- [Data supplied]:
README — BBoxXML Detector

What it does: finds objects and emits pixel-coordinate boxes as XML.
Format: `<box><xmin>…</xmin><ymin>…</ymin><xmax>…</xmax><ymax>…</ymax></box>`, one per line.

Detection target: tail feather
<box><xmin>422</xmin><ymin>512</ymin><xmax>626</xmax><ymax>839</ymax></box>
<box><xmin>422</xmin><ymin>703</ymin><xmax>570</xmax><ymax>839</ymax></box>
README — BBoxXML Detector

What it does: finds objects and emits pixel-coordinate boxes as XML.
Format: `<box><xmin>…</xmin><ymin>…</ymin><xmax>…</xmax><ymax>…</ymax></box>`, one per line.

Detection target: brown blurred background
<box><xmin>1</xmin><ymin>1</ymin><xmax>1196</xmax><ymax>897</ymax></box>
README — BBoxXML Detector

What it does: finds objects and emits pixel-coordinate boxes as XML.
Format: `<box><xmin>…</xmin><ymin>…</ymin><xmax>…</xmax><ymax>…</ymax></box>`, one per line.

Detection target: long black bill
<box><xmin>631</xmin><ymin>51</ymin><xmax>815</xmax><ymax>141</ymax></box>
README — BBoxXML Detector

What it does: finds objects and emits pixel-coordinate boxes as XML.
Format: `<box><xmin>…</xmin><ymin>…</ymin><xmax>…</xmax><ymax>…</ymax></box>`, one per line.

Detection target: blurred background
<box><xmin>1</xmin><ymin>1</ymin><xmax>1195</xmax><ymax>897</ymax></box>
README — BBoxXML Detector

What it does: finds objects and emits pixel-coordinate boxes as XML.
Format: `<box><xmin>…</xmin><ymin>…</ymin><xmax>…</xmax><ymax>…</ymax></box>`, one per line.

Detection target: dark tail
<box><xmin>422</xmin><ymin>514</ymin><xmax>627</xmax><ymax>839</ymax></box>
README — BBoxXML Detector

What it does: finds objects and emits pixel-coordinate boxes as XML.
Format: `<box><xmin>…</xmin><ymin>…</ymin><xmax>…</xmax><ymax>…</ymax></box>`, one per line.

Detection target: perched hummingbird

- [What you will do]: Return the whole listing, keeping every line exactly as it is.

- [Answer to this exercise]:
README — BBoxXML Detector

What it does: finds objects and emits pixel-coordinate boxes as XML.
Format: `<box><xmin>…</xmin><ymin>…</ymin><xmax>…</xmax><ymax>…</ymax></box>`, one per line.

Detection target: tail feather
<box><xmin>422</xmin><ymin>512</ymin><xmax>626</xmax><ymax>839</ymax></box>
<box><xmin>422</xmin><ymin>703</ymin><xmax>570</xmax><ymax>839</ymax></box>
README — BBoxXML Detector

What it does: finds objects and emits pixel-coordinate boxes as XML.
Format: `<box><xmin>…</xmin><ymin>…</ymin><xmax>…</xmax><ymax>…</ymax></box>`, one per line.

Detection target: brown blurred background
<box><xmin>1</xmin><ymin>1</ymin><xmax>1196</xmax><ymax>897</ymax></box>
README — BBoxXML Detector

What it does: finds objects and emits pixel-coordinate boxes as XML.
Format: `<box><xmin>…</xmin><ymin>…</ymin><xmax>…</xmax><ymax>…</ymax></box>`, one per line.

Detection target: long black bill
<box><xmin>631</xmin><ymin>51</ymin><xmax>815</xmax><ymax>141</ymax></box>
README — BBoxXML Detector

What it does: finds objects and emits pixel-coordinate boxes as XML.
Format: `<box><xmin>…</xmin><ymin>…</ymin><xmax>…</xmax><ymax>…</ymax></box>`, one per line.

Detection target: blurred background
<box><xmin>1</xmin><ymin>1</ymin><xmax>1195</xmax><ymax>897</ymax></box>
README — BBoxXML Detector

What it does: finds objects and emits pixel-coordinate boxes as XML.
Format: `<box><xmin>…</xmin><ymin>…</ymin><xmax>…</xmax><ymax>…</ymax></box>`, one per line.

Detection target: dark tail
<box><xmin>422</xmin><ymin>514</ymin><xmax>627</xmax><ymax>839</ymax></box>
README — BBoxXML Detector

What it does: finds objects and emits pixel-coordinate boxes as XML.
Format: `<box><xmin>…</xmin><ymin>…</ymin><xmax>…</xmax><ymax>…</ymax></box>`, one per line.

Detection target: perched hummingbird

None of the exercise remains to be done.